How many lines in the records below contain the string "Query"? Reply with the number alone.

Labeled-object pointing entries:
_ _ _ _ _ _ _

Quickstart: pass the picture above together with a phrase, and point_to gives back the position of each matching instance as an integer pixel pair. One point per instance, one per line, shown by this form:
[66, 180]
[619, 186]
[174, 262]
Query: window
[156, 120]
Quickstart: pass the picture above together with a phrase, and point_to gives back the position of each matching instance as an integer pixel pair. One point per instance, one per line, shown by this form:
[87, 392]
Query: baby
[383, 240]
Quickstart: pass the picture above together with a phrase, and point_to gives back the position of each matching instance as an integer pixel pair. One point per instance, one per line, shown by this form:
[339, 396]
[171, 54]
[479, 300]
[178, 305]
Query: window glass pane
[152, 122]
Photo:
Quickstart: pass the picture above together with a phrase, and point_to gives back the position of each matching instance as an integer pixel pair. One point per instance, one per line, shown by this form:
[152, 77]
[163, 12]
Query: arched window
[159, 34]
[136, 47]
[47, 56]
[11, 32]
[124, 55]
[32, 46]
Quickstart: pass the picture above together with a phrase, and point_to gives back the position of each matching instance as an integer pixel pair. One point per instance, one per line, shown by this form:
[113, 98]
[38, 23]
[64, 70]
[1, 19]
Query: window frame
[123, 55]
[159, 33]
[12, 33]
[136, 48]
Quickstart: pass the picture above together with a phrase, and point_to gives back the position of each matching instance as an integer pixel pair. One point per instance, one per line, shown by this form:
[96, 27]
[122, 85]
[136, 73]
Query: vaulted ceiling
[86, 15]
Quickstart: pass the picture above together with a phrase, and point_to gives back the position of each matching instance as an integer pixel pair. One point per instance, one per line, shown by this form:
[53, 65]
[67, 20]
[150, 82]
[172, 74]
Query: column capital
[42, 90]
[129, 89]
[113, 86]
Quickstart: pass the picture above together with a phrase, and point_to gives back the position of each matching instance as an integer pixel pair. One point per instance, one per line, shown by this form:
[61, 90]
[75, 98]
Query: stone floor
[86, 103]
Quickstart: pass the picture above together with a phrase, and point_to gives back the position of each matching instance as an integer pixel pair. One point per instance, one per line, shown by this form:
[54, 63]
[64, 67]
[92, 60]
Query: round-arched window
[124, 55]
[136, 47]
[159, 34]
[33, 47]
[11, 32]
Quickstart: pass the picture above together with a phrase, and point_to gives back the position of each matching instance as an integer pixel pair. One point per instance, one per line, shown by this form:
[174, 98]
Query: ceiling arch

_ _ _ _ _ _ _

== EXERCISE ANSWER ==
10